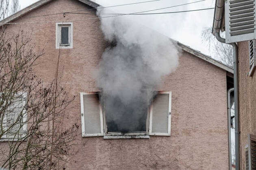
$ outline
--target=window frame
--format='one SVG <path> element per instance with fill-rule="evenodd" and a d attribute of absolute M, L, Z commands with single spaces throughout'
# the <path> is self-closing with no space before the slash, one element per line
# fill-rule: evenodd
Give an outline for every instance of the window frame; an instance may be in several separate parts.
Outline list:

__To do__
Rewrite the items above, replacing "window frame" with "door frame" everywhere it occurs and changing nothing else. Leave the pictures out.

__Reply to the exercise__
$ outline
--target=door frame
--format='one SVG <path> element per instance with fill-rule="evenodd" and a d attribute of absolute M, L, Z commands with single spaces throughout'
# the <path> is self-closing with no space before the slash, one element per line
# fill-rule: evenodd
Give an outline for every instance of the door frame; an instance may be in several separate parts.
Outline list:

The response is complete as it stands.